***** Materials provided
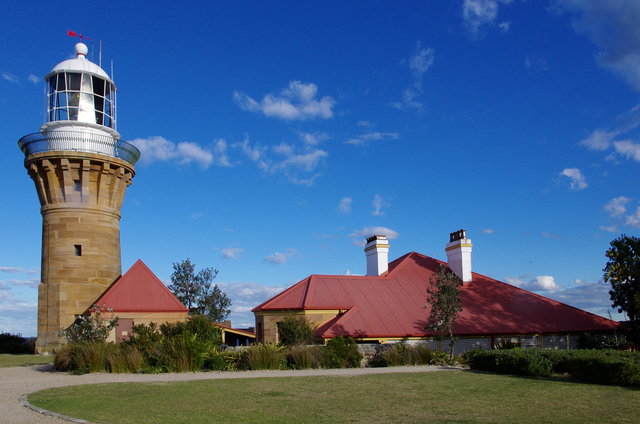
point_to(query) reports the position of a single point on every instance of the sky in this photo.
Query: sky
(276, 136)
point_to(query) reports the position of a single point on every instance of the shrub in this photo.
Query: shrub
(304, 357)
(16, 344)
(442, 359)
(401, 354)
(214, 360)
(90, 328)
(263, 357)
(197, 325)
(295, 330)
(177, 347)
(341, 352)
(601, 341)
(593, 366)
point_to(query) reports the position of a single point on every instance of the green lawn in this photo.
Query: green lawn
(8, 360)
(442, 397)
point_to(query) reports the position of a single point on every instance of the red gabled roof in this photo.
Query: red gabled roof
(139, 290)
(392, 305)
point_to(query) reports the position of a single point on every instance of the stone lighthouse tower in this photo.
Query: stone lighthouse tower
(81, 170)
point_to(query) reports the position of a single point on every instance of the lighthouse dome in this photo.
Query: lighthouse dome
(80, 93)
(80, 64)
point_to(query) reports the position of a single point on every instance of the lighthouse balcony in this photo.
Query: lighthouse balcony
(78, 141)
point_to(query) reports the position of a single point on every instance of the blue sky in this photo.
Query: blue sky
(277, 136)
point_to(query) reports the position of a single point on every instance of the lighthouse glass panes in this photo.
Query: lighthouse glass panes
(75, 96)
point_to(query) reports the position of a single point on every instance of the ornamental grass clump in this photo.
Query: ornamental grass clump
(341, 352)
(303, 357)
(82, 358)
(294, 330)
(268, 356)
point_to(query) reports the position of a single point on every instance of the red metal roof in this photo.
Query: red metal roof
(392, 305)
(139, 290)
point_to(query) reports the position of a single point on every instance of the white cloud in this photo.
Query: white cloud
(479, 14)
(359, 236)
(231, 252)
(281, 258)
(365, 138)
(609, 228)
(504, 26)
(419, 64)
(378, 203)
(617, 206)
(13, 79)
(244, 297)
(297, 164)
(633, 220)
(599, 139)
(539, 283)
(312, 139)
(617, 209)
(254, 153)
(220, 149)
(157, 148)
(602, 139)
(613, 27)
(628, 148)
(296, 102)
(344, 206)
(535, 63)
(577, 181)
(589, 296)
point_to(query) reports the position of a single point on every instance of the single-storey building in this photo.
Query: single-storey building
(139, 297)
(388, 305)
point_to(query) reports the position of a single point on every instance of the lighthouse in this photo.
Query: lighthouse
(81, 169)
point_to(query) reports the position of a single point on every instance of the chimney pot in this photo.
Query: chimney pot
(459, 255)
(377, 253)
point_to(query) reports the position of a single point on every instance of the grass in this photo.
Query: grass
(9, 360)
(457, 396)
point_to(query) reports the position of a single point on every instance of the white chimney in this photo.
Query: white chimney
(377, 251)
(459, 255)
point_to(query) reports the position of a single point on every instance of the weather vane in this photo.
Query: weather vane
(74, 34)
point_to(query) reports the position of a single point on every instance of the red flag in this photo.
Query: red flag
(74, 34)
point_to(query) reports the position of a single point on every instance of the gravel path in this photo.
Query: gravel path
(16, 382)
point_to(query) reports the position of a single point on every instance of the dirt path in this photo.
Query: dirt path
(19, 381)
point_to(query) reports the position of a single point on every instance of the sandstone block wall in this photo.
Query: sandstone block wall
(80, 196)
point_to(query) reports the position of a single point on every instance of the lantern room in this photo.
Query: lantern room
(79, 90)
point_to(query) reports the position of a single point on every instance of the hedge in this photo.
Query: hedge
(593, 366)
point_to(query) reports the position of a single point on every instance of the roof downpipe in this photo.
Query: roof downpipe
(459, 255)
(377, 252)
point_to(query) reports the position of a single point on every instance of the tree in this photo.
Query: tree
(623, 273)
(194, 290)
(443, 298)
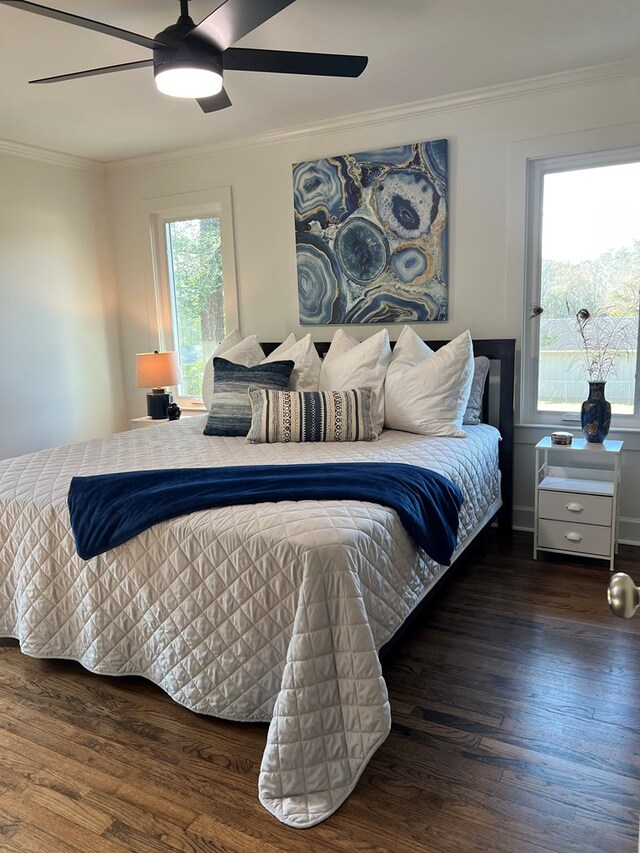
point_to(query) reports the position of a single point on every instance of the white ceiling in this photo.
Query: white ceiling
(417, 49)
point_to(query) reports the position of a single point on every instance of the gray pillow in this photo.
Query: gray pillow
(473, 414)
(230, 412)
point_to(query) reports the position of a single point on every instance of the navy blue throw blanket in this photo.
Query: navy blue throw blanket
(108, 509)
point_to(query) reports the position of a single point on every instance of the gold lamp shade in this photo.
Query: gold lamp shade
(156, 370)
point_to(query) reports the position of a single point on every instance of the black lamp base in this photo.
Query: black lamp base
(157, 404)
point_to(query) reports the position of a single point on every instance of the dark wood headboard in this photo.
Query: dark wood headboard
(501, 353)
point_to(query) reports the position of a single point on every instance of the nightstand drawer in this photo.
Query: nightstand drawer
(576, 508)
(581, 538)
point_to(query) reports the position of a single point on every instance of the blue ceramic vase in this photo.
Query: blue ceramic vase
(595, 415)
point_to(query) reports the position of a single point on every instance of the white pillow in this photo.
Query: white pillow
(351, 364)
(427, 392)
(306, 372)
(246, 351)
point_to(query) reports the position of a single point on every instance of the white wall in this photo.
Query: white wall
(59, 337)
(491, 134)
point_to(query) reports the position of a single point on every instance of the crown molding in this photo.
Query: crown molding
(555, 82)
(57, 158)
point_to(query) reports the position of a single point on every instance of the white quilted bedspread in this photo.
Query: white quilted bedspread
(271, 612)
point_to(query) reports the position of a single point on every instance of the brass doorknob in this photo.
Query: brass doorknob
(623, 595)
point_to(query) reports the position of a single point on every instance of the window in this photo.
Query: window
(583, 252)
(194, 277)
(194, 263)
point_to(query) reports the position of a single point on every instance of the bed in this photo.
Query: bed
(272, 612)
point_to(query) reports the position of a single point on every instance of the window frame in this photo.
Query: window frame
(157, 214)
(537, 168)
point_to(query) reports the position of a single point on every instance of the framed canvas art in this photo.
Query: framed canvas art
(371, 236)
**********
Set problem
Format every one of the rows above as a JSON array of strings, with one string per line and no blank lines. Omit the pictures.

Result
[
  "point_to(query) reports the position of a single point on every instance of the sky in this photo.",
  "Query: sky",
  "(276, 136)",
  "point_to(query) reports the position of a single point on every instance of the shrub in this photo.",
  "Query: shrub",
  "(304, 357)",
  "(16, 344)",
  "(442, 359)",
  "(401, 354)",
  "(214, 360)",
  "(90, 328)",
  "(263, 357)",
  "(197, 325)",
  "(295, 330)",
  "(177, 347)",
  "(341, 352)",
  "(601, 341)",
  "(593, 366)",
  "point_to(query) reports the position of a single point on every instance of the green lawn in this photo.",
  "Query: green lawn",
  "(8, 360)",
  "(442, 397)",
  "point_to(query) reports the position of a single point on every instance of the red gabled roof in this photo.",
  "Query: red gabled roof",
  "(139, 290)",
  "(392, 305)",
  "point_to(query) reports the position of a single point on every instance of the stone lighthouse tower in this photo.",
  "Query: stone lighthouse tower",
  "(81, 170)",
  "point_to(query) reports the position of a single point on every instance of the lighthouse dome in this photo.",
  "Query: lighthouse dome",
  "(80, 93)",
  "(80, 64)",
  "point_to(query) reports the position of a single point on every instance of the lighthouse balcony in this photo.",
  "Query: lighthouse balcony",
  "(78, 141)",
  "point_to(query) reports the position of a single point on every instance of the blue sky in this photo.",
  "Query: blue sky",
  "(277, 136)",
  "point_to(query) reports the position of a single point on every instance of the lighthouse glass panes in this photo.",
  "Query: lighthouse glass panes",
  "(75, 96)",
  "point_to(query) reports the position of a single point on every instance of the ornamental grass clump in this photo.",
  "Query: ornamental grass clump",
  "(341, 352)",
  "(303, 357)",
  "(82, 358)",
  "(294, 330)",
  "(268, 356)",
  "point_to(query) reports the position of a single point on every instance of the red metal roof in this photo.",
  "Query: red metal roof",
  "(392, 305)",
  "(139, 290)",
  "point_to(query) reports the position of a single point on every instance of the white cloud in this photo.",
  "Query: white cloud",
  "(479, 14)",
  "(359, 236)",
  "(231, 252)",
  "(281, 258)",
  "(365, 138)",
  "(609, 228)",
  "(504, 26)",
  "(419, 64)",
  "(378, 203)",
  "(617, 206)",
  "(13, 79)",
  "(244, 297)",
  "(297, 164)",
  "(633, 220)",
  "(599, 139)",
  "(539, 283)",
  "(312, 139)",
  "(617, 209)",
  "(254, 153)",
  "(220, 149)",
  "(157, 148)",
  "(602, 139)",
  "(613, 27)",
  "(628, 148)",
  "(296, 102)",
  "(344, 206)",
  "(535, 63)",
  "(577, 181)",
  "(589, 296)",
  "point_to(query) reports the position of a single point on every instance of the single-storey building in this photo.",
  "Query: single-storey building",
  "(139, 297)",
  "(388, 305)",
  "point_to(query) reports the position of a single point on every instance of the lighthouse in this photo.",
  "Query: lighthouse",
  "(81, 169)",
  "point_to(query) reports the position of a single point on every instance of the chimney pot in this photo.",
  "Query: chimney pot",
  "(459, 255)",
  "(377, 253)",
  "point_to(query) reports the position of a single point on every instance of the grass in this photo.",
  "Query: grass",
  "(9, 360)",
  "(457, 396)",
  "point_to(query) reports the position of a single point on every instance of the white chimney in this photo.",
  "Query: white chimney",
  "(377, 251)",
  "(459, 255)",
  "point_to(query) reports the position of a single point on every instance of the weather vane in this photo.",
  "Query: weather vane",
  "(74, 34)",
  "point_to(query) reports the position of a single point on every instance of the red flag in this photo.",
  "Query: red flag",
  "(74, 34)",
  "point_to(query) reports the position of a single point on every instance of the gravel path in this photo.",
  "Query: gravel path",
  "(16, 382)",
  "point_to(query) reports the position of a single point on every instance of the dirt path in this photo.",
  "Query: dirt path",
  "(19, 381)",
  "point_to(query) reports the position of a single point on every instance of the sandstone block wall in this photo.",
  "Query: sandstone block wall",
  "(80, 196)",
  "point_to(query) reports the position of a single point on every instance of the lantern room in this photo.",
  "Query: lantern room",
  "(79, 90)",
  "point_to(query) reports the position of a single point on every instance of the hedge in this photo.",
  "Query: hedge",
  "(593, 366)",
  "point_to(query) reports the position of a single point on every instance of the roof downpipe in this photo.",
  "Query: roof downpipe",
  "(459, 255)",
  "(377, 252)",
  "point_to(query) reports the position of a single point on every instance of the tree in this photo.",
  "Query: tree",
  "(623, 273)",
  "(194, 290)",
  "(443, 298)",
  "point_to(query) reports the position of a single point on every instance of the white ceiling in this photo.",
  "Query: white ceiling",
  "(417, 49)",
  "point_to(query) reports the position of a single point on every instance of the gray pillow in this photo.",
  "Query: gray pillow",
  "(473, 414)",
  "(230, 412)",
  "point_to(query) reports the position of a single point on every instance of the navy blue throw blanket in this photo.",
  "Query: navy blue throw blanket",
  "(108, 509)",
  "point_to(query) reports the position of a single point on every instance of the gold lamp shade in this photo.",
  "Query: gold lamp shade",
  "(156, 370)",
  "point_to(query) reports the position of a single point on every instance of the black lamp base in this photo.",
  "Query: black lamp base",
  "(157, 404)",
  "point_to(query) reports the position of a single point on every instance of the dark wood headboard in this photo.",
  "Query: dark wood headboard",
  "(501, 353)",
  "point_to(query) reports the position of a single point on every instance of the nightstand drawer in this photo.",
  "Query: nightstand drawer",
  "(576, 508)",
  "(581, 538)",
  "point_to(query) reports the position of a single point on every instance of the blue ceramic vase in this photo.",
  "Query: blue ceramic vase",
  "(595, 415)",
  "point_to(query) reports the position of a single point on every instance of the white pillow in this photo.",
  "Query: white pillow",
  "(351, 364)",
  "(427, 392)",
  "(306, 372)",
  "(246, 351)",
  "point_to(query) reports the position of a single point on every instance of the white wall in this photo.",
  "Query: white wall",
  "(59, 337)",
  "(491, 134)",
  "point_to(query) reports the position of a single point on every instance of the crown molding in this photo.",
  "Query: crown molding",
  "(555, 82)",
  "(57, 158)",
  "point_to(query) reports the position of a single point on every instance of the white quilted bedspread in this photo.",
  "Query: white quilted bedspread",
  "(271, 612)",
  "point_to(query) reports the position of a single point on every instance of the brass doorknob in this photo.",
  "Query: brass doorknob",
  "(623, 595)",
  "point_to(query) reports the position of a single point on every instance of the window in this photo.",
  "Query: window",
  "(583, 252)",
  "(194, 277)",
  "(194, 263)",
  "point_to(query) reports the position of a single point on every instance of the bed in this photo.",
  "Query: bed",
  "(272, 612)",
  "point_to(query) reports the position of a single point on every instance of the window frame in this photo.",
  "Query: window frame",
  "(157, 214)",
  "(537, 168)",
  "point_to(query) reports the position of a single point on every instance of the framed canvas art in this photo.",
  "Query: framed canvas art",
  "(371, 236)"
]